── Task inputs
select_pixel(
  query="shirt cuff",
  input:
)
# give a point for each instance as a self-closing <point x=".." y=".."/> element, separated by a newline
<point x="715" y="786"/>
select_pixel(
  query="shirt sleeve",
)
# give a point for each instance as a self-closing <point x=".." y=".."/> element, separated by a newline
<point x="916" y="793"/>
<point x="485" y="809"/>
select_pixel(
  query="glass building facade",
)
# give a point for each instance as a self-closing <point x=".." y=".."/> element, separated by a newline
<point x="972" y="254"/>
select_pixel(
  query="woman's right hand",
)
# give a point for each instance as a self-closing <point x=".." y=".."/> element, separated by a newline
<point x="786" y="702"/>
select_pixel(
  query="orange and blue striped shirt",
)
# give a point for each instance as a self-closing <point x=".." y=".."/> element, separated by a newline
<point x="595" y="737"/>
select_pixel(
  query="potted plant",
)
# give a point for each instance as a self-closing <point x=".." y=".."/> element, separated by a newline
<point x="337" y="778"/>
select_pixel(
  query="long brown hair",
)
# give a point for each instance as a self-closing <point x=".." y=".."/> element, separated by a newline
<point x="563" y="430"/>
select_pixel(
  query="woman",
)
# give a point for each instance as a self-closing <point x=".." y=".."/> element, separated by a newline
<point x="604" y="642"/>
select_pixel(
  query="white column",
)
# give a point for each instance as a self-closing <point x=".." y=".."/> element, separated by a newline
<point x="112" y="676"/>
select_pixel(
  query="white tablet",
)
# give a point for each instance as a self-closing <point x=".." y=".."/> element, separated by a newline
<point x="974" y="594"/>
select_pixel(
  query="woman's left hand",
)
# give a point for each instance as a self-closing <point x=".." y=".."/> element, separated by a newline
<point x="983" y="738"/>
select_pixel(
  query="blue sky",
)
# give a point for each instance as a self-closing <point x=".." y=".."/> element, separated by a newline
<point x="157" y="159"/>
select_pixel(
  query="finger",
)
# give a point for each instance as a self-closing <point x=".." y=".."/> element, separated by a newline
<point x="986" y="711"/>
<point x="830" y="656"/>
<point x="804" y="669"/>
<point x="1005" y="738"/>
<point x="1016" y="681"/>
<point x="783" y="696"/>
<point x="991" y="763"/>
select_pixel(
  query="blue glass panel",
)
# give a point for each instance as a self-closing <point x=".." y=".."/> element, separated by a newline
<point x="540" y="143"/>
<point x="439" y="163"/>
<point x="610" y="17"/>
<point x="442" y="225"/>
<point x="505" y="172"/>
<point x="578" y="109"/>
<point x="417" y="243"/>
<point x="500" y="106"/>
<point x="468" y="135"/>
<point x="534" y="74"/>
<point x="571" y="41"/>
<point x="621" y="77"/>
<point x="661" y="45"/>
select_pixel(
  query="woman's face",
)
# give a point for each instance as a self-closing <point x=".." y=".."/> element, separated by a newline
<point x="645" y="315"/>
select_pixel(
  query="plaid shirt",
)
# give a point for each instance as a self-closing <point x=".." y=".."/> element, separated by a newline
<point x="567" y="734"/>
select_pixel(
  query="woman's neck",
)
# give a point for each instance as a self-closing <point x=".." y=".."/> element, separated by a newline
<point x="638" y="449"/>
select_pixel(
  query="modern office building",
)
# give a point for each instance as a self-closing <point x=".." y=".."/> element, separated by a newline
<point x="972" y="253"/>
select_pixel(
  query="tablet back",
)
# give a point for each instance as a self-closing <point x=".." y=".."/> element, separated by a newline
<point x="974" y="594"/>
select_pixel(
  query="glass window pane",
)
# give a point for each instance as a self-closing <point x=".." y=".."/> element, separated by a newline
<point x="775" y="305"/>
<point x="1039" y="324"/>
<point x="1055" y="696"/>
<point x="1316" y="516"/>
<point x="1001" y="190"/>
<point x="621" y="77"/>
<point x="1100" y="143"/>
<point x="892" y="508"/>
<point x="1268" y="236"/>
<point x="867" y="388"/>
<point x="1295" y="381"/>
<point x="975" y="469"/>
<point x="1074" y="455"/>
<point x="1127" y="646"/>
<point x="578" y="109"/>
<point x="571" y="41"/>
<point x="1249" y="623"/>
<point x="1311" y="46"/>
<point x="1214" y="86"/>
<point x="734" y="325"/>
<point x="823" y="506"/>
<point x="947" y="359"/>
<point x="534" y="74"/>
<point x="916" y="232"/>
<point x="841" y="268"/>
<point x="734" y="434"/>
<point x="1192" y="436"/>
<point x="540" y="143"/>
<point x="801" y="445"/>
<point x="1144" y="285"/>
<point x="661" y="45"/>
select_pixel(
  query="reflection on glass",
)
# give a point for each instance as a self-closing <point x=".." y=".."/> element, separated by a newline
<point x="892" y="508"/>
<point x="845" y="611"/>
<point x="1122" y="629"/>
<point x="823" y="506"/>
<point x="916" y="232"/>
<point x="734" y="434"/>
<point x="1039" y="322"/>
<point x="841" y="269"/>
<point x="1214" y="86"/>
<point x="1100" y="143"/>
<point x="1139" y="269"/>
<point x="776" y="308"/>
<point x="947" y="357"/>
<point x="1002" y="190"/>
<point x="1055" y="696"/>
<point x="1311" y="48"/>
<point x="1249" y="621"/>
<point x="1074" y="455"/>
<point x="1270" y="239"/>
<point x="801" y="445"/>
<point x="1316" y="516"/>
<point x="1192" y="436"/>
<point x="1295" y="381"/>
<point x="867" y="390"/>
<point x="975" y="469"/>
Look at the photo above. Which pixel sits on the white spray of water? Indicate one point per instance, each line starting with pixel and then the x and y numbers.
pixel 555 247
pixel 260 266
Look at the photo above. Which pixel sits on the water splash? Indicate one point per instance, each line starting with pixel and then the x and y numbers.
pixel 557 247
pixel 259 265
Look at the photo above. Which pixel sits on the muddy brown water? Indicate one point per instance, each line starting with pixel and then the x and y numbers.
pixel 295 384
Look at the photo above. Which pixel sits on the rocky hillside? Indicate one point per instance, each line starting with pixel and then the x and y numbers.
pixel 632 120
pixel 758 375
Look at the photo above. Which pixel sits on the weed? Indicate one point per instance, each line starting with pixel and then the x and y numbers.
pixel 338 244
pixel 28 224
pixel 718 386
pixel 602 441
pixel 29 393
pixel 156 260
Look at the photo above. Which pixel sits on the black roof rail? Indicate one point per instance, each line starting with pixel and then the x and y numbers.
────
• [Problem details]:
Please tally the lines of the data in which the string "hand" appears and write only the total.

• [Task solution]:
2